Your task
Which lines in the listing below contain the string "camouflage"? Report each such line in full, matching case exactly.

Extracted entries
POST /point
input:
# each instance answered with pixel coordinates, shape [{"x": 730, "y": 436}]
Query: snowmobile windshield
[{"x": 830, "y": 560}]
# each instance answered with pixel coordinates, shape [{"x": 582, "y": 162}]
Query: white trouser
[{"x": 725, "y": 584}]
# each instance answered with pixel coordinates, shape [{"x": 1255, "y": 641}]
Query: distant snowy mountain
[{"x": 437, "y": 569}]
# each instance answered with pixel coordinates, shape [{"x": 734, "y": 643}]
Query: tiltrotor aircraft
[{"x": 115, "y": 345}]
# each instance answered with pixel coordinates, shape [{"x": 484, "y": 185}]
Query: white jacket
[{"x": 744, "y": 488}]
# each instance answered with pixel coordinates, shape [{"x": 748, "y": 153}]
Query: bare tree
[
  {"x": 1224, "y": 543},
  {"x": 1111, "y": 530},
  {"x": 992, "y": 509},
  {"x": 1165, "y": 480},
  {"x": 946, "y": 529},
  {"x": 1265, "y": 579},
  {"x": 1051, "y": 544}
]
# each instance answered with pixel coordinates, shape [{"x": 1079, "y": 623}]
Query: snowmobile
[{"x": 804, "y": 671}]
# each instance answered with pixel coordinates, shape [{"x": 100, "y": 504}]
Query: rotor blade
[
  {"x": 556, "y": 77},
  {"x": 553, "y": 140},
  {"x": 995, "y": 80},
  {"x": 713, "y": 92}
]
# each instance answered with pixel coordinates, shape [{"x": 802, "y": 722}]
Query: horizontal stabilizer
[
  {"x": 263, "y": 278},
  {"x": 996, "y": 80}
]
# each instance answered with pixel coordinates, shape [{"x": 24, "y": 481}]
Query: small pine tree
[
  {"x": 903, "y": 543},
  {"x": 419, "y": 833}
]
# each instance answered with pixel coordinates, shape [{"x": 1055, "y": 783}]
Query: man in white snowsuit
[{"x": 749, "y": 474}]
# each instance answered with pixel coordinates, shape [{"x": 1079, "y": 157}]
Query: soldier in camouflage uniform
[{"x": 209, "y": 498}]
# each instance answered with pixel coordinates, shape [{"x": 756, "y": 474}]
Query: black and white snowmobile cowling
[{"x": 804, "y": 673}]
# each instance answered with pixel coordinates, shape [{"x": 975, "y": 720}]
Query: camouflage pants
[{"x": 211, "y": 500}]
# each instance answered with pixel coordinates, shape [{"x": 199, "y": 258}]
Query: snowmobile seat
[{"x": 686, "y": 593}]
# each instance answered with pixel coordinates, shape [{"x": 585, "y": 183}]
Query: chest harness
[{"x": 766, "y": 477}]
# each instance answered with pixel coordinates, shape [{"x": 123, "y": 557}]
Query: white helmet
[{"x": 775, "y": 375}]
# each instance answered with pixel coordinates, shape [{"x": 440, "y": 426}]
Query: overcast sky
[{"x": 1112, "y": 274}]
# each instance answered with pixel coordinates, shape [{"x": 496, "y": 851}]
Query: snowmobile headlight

Task response
Query: soldier in camouflage uniform
Query: camouflage pants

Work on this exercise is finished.